_TASK OBJECTIVE_
From the first line to the last, reproduce the records below exactly, omitting any picture.

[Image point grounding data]
□ □ □ □ □ □ □

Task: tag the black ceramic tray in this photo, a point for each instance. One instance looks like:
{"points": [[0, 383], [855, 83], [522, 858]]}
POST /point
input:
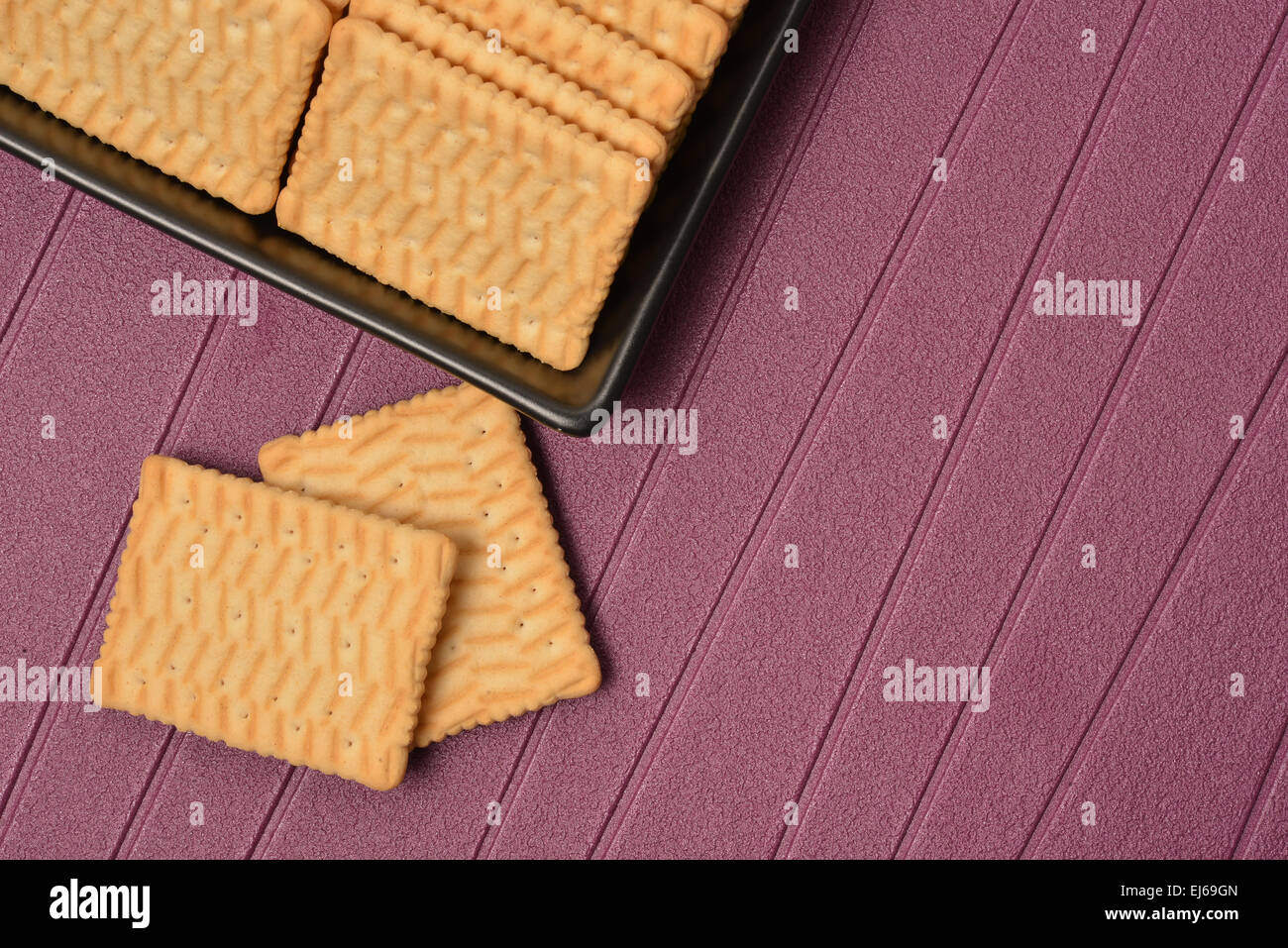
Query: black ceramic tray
{"points": [[256, 245]]}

□ □ □ □ □ □ □

_RESPONSE TO THE EXERCISE_
Task: tag the black ceramic tray in this photo, a point for each instance. One instance looks like:
{"points": [[0, 383], [855, 83], [522, 858]]}
POST /point
input:
Query: black ceramic tray
{"points": [[256, 245]]}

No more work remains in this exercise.